Prompt 1 → From the Savvy Sleep Q&A, write out the part from "How can parents determine" to "may be sleep-deprived?", word for word.
Prompt 2 → According to the Savvy Sleep Q&A, how does the coach guide parents during the "Your Sleep Coach in your Pocket" service?
Page extract below:
What services does Savvy Sleep offer for parents and families to improve sleep quality?

Our key services include 1:1 sleep training programs for new-borns, babies, toddlers, and pre-schoolers. We also offer specialized sleep guides available for purchase on our website. In-person and live online support services are available with the aim of helping parents navigate the very first phases of sleep training that, in some cases, can be pretty challenging.

Can you explain the “Your Sleep Coach in your Pocket” service offered by Savvy Sleep?

This service allows the sleep coach to virtually be present with the parents throughout the process of implementing the sleeping technique on their child. The coach will connect to the baby monitor and provide parents with guidance through an earpiece. It’s like having a sleep coach right there with you though they are not present in the room which could be too stimulating for the child.

How can parents determine whether their child is getting enough sleep, and what signs should they look out for that indicate their child may be sleep-deprived?

A baby who is excessively fussy or cries a lot might be overtired. They might also have difficulty falling asleep since cortisol levels in their system are too high. Sleep-deprived babies usually wake up frequently and might require some sort of help to be put back to sleep. This is due to an imbalance in their melatonin levels and the fact that they haven’t learned any form of self-soothing technique. They may also lack interest in entertaining activities or surroundings and not have enough energy to play or explore.

Can lack of sleep during infancy and early childhood have long-term effects on a child’s development and well-being, and if so, how can parents mitigate these effects?

Absolutely, lack of sleep during infancy and early childhood can have long-term effects on a child’s development and well-being. Adequate sleep is essential for the healthy development of a child’s brain, as well as for their physical, emotional, and cognitive functions. Lack of sleep can cause several problems, including struggling with impaired attention and memory, irritability, hyperactivity, and difficulty controlling emotions, problems in their physical health, (lack of sleep can lead to obesity, diabetes, and being more prone to falling sick) and, lastly, poor sleep quality and quantity have been associated with an increased risk of anxiety and depression in children.
End of Page extract.
Source data below:
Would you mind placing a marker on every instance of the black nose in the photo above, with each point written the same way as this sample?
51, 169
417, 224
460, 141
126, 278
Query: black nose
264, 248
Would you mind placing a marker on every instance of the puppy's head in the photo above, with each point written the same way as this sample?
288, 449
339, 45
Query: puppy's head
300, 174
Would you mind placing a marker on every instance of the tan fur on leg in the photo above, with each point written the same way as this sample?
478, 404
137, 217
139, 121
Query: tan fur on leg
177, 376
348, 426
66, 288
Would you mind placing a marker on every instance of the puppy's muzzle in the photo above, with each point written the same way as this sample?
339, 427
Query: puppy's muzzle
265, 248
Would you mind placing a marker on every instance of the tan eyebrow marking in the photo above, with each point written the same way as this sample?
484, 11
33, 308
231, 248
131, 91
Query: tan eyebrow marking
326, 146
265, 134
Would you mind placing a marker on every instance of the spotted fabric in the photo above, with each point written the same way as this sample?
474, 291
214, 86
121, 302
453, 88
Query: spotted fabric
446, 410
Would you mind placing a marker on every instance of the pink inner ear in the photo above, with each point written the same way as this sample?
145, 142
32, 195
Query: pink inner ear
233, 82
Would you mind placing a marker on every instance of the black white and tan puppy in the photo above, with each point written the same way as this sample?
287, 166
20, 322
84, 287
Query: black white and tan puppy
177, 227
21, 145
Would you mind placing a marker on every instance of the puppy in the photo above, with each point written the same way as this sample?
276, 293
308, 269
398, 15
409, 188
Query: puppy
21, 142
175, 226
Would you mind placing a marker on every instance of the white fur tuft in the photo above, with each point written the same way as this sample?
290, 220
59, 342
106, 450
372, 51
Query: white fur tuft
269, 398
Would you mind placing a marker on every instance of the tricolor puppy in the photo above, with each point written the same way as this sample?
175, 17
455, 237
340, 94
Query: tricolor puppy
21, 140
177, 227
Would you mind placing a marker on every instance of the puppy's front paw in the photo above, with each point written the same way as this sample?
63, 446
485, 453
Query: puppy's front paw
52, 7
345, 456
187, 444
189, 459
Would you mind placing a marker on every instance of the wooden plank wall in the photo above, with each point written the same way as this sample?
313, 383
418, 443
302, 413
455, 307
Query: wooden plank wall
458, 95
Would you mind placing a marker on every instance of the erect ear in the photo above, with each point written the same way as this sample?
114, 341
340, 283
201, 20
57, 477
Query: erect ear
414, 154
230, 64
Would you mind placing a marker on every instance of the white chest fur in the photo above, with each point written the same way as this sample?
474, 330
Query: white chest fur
End of Source data.
Exercise output 1 →
How can parents determine whether their child is getting enough sleep, and what signs should they look out for that indicate their child may be sleep-deprived?

Exercise output 2 → The coach connects to the baby monitor and gives parents guidance through an earpiece.